━━━━━ EXTRACT TO READ
[Python-Dev] Why can't I encode/decode base64 without importing a module?

Tue Apr 23 16:16:01 CEST 2013

On Tue, 23 Apr 2013 22:29:33 +0900, "Stephen J. Turnbull" <stephen at xemacs.org> wrote:
> R. David Murray writes:
> 
>  > You transform *into* the encoding, and untransform *out* of the
>  > encoding.  Do you have an example where that would be ambiguous?
> 
> In the bytes-to-bytes case, any pair of character encodings (eg, UTF-8
> and ISO-8859-15) would do.  Or how about in text, ReST to HTML?

If I write:

  bytestring.transform('ISO-8859-15')

that would indeed be ambiguous, but only because I haven't named the
source encoding of the bytestring.  So the above is obviously
nonsense, and the easiest "fix" is to have the things that are currently
bytes-to-text or text-to-bytes character set transformations *only*
work with encode/decode, and not transform/untransform.
━━━━━━━━━━
━━━━━ INFORMATION SUPPLIED
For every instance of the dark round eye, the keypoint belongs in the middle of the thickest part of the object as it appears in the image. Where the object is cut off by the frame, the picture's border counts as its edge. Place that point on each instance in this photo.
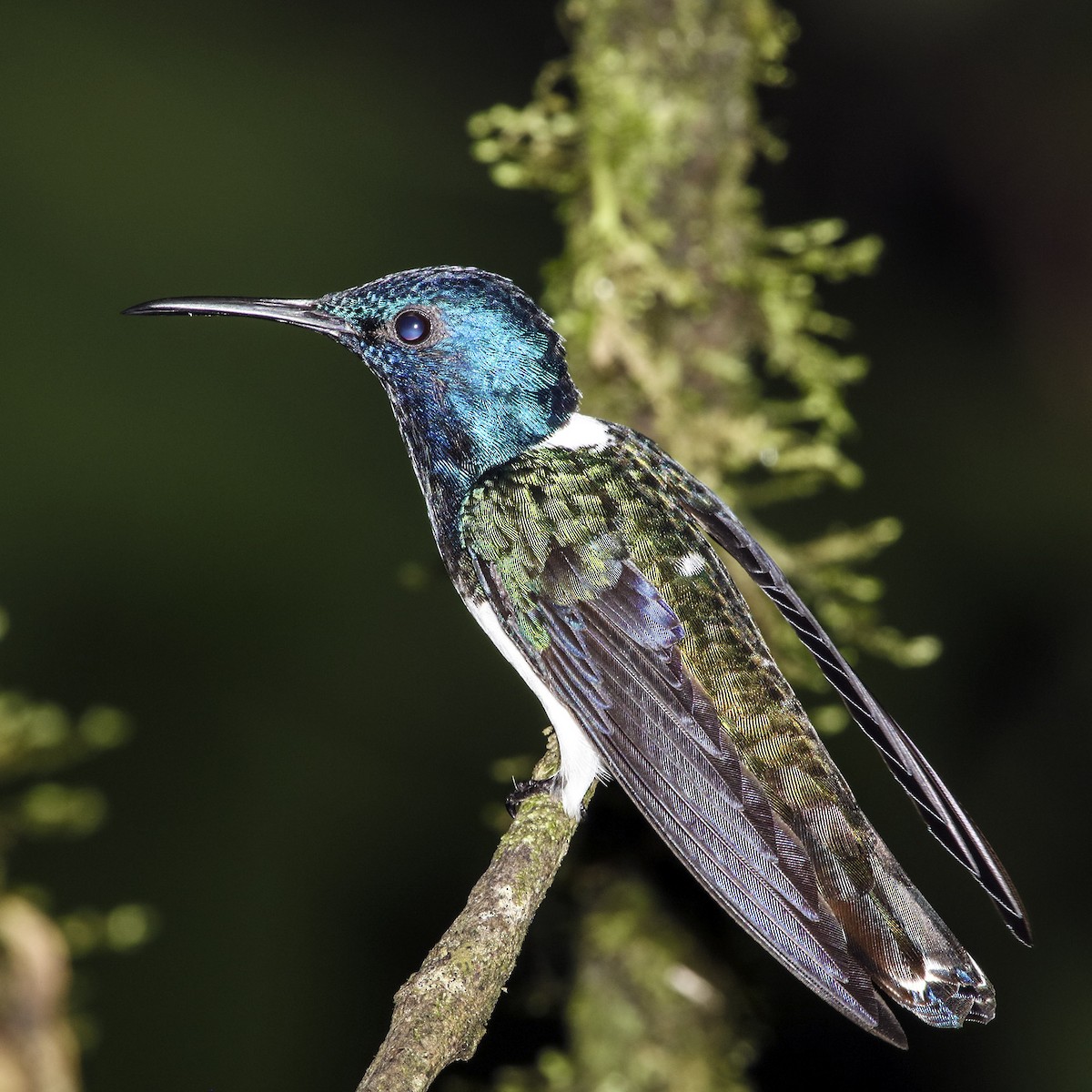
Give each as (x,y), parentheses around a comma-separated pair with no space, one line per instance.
(412,327)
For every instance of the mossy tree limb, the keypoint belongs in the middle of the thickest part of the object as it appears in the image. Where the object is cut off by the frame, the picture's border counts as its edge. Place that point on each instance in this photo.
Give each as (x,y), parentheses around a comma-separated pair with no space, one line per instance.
(441,1013)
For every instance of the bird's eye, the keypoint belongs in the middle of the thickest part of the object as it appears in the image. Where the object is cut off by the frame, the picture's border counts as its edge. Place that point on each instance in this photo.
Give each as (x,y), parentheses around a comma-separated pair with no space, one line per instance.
(412,327)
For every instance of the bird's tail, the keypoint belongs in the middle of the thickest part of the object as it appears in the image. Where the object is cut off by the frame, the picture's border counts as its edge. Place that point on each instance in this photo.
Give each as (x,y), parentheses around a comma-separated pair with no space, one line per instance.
(900,939)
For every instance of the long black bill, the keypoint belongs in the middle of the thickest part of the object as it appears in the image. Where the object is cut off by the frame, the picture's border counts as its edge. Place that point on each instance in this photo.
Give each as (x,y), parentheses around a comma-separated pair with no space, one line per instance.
(296,312)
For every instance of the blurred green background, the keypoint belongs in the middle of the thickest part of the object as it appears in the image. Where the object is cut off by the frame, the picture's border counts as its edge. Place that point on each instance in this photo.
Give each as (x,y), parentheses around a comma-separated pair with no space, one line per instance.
(214,527)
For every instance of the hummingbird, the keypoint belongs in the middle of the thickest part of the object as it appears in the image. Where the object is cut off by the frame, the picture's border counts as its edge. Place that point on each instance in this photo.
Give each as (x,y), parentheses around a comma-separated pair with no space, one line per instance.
(590,558)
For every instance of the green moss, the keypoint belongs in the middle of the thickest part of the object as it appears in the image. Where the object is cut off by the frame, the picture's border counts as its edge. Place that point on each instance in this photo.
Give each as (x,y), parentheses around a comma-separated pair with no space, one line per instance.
(685,315)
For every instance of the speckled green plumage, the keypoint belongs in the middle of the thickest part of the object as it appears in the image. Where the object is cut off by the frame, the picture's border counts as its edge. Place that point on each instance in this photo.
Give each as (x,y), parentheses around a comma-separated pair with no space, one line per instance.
(626,501)
(629,501)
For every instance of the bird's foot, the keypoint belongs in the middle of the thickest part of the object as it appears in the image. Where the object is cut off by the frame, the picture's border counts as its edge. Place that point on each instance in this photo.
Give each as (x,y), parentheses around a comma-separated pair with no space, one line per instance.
(524,790)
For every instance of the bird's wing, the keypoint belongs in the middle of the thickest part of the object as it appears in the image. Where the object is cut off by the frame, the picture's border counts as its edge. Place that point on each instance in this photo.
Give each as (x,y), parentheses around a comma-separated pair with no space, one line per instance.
(942,812)
(605,642)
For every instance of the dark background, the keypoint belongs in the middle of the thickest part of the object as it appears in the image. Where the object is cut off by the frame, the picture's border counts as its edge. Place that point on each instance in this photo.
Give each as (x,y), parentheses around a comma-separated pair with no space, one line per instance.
(208,523)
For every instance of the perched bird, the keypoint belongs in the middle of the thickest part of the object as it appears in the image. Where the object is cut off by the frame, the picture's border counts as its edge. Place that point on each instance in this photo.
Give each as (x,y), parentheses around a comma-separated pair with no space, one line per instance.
(589,557)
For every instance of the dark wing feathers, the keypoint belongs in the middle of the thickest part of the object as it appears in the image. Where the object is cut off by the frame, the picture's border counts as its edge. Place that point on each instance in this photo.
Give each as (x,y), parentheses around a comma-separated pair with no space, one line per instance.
(612,660)
(942,812)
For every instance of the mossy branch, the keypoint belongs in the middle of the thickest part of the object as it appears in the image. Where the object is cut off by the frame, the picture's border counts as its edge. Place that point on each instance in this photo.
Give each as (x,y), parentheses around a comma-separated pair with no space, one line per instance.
(441,1013)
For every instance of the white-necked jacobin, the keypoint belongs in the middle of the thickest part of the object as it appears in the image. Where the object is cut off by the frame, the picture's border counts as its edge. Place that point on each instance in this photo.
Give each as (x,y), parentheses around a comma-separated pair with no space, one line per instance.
(589,557)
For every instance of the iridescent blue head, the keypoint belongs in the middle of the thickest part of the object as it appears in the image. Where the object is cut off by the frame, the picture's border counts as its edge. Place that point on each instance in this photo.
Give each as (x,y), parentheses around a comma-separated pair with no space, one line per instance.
(473,369)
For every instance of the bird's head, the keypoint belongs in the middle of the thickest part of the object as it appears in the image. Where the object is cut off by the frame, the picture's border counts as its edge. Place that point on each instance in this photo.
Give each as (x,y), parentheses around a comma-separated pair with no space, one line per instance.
(474,370)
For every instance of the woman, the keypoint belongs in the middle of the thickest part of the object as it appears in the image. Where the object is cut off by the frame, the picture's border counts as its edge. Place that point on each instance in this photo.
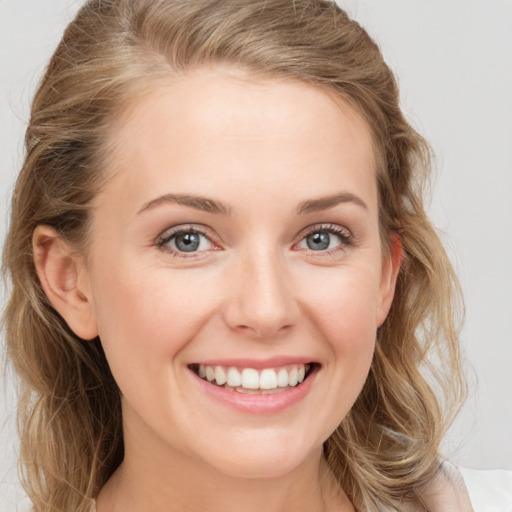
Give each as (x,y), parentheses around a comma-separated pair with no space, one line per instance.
(226,292)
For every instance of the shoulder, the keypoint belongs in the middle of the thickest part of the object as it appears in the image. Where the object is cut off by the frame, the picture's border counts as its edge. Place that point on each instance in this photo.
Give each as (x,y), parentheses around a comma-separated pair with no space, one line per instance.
(468,490)
(489,490)
(446,492)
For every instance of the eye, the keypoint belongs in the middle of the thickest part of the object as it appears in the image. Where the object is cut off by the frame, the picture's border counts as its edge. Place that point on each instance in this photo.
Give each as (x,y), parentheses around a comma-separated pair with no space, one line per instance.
(326,238)
(183,241)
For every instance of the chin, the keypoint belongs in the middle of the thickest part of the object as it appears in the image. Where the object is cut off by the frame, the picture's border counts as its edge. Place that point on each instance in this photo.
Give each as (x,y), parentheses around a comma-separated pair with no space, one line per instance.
(263,456)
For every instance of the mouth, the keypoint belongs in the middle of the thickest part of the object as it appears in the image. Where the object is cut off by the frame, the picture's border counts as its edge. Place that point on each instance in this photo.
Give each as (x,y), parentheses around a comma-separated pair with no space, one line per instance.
(264,381)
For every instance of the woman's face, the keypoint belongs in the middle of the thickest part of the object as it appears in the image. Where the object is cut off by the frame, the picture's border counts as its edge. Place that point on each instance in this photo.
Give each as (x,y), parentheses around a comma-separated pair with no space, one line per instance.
(239,240)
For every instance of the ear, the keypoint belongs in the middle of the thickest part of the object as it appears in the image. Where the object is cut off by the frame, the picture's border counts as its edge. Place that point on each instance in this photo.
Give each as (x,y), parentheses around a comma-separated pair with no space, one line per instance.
(390,268)
(64,278)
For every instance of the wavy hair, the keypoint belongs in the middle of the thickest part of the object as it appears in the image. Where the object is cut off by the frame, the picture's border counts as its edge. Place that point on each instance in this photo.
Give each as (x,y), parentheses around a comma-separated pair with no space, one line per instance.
(387,447)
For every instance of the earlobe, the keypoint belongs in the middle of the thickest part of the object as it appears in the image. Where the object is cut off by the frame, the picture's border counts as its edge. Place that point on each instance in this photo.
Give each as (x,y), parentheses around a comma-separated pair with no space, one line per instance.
(390,270)
(63,276)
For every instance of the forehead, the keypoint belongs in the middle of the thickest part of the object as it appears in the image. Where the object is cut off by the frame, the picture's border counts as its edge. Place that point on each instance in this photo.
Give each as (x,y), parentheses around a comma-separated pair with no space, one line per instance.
(212,123)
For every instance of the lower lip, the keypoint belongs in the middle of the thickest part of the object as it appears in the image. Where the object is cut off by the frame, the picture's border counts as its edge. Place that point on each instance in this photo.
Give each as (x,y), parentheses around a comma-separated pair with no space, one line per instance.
(258,404)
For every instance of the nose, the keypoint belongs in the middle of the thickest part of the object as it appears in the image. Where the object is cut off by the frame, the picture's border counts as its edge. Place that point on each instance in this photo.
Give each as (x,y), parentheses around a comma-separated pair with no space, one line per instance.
(261,301)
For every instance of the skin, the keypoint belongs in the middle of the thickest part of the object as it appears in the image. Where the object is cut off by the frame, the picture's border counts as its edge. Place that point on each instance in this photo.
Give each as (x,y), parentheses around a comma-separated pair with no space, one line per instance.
(254,290)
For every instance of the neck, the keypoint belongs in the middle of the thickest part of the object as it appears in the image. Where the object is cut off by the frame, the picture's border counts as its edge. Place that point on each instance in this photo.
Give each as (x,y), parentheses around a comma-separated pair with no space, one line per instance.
(162,479)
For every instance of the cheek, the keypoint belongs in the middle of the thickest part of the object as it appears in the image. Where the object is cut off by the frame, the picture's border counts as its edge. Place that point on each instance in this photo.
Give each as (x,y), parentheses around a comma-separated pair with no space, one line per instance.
(344,307)
(154,313)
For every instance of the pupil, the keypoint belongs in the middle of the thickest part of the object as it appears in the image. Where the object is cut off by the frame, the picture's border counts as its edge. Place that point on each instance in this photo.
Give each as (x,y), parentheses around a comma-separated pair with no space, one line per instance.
(188,242)
(318,241)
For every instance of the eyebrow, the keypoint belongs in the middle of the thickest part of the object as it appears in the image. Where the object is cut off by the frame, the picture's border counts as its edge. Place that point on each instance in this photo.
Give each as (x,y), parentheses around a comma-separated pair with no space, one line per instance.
(324,203)
(217,207)
(199,203)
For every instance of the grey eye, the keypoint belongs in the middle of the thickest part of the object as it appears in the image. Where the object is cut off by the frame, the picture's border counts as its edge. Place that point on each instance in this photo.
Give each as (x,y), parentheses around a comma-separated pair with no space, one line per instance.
(319,241)
(187,242)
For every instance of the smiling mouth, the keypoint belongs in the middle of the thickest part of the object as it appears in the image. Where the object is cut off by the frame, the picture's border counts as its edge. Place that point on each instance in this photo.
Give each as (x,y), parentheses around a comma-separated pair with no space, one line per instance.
(252,381)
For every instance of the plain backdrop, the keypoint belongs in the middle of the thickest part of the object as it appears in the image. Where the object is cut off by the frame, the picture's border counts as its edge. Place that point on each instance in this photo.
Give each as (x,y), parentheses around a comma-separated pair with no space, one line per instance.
(453,59)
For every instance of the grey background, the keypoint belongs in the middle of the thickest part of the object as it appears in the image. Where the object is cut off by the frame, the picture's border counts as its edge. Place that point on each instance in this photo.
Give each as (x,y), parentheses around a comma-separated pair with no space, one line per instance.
(453,59)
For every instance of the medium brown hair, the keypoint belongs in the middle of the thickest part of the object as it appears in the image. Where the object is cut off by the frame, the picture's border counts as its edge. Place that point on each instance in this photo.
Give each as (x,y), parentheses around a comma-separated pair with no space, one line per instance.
(69,412)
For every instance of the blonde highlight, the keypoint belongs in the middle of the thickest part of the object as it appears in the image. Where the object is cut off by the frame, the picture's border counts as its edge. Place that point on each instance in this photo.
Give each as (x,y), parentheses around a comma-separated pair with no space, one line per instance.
(69,414)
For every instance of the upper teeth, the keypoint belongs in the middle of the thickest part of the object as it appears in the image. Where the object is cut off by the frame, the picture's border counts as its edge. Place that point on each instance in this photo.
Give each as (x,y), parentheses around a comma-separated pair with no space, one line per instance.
(249,378)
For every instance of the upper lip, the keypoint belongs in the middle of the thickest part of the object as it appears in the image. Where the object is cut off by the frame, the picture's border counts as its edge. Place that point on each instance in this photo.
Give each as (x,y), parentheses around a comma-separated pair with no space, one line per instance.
(272,362)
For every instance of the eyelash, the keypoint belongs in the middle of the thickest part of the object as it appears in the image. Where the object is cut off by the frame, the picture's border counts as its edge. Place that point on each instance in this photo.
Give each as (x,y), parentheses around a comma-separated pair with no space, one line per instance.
(168,236)
(345,236)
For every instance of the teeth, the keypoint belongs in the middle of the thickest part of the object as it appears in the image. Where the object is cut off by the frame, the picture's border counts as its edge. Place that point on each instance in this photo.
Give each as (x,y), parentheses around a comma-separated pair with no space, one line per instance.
(282,378)
(234,378)
(293,377)
(249,380)
(220,376)
(268,379)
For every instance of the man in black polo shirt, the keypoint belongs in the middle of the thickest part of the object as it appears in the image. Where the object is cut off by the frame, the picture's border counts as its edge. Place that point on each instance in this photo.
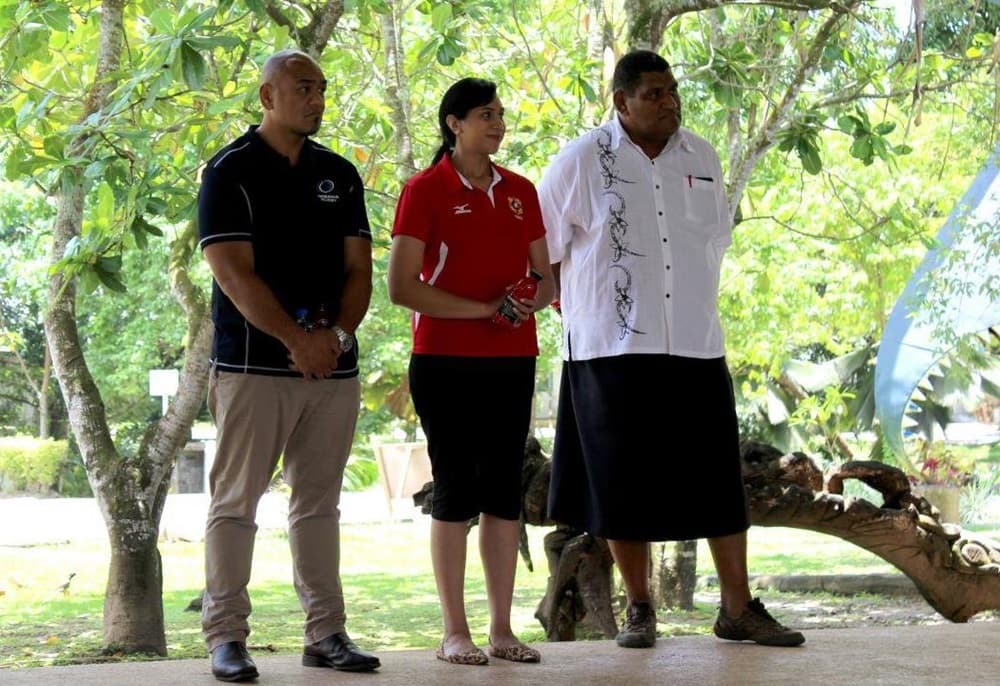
━━━━━━━━━━
• [THE REQUEST]: Copy the passage of the Python-Dev post above word for word, from "[Python-Dev] Why can't" up to and including "would be ambiguous?".

• [TASK ANSWER]:
[Python-Dev] Why can't I encode/decode base64 without importing a module?

Tue Apr 23 16:16:01 CEST 2013

On Tue, 23 Apr 2013 22:29:33 +0900, "Stephen J. Turnbull" <stephen at xemacs.org> wrote:
> R. David Murray writes:
> 
>  > You transform *into* the encoding, and untransform *out* of the
>  > encoding.  Do you have an example where that would be ambiguous?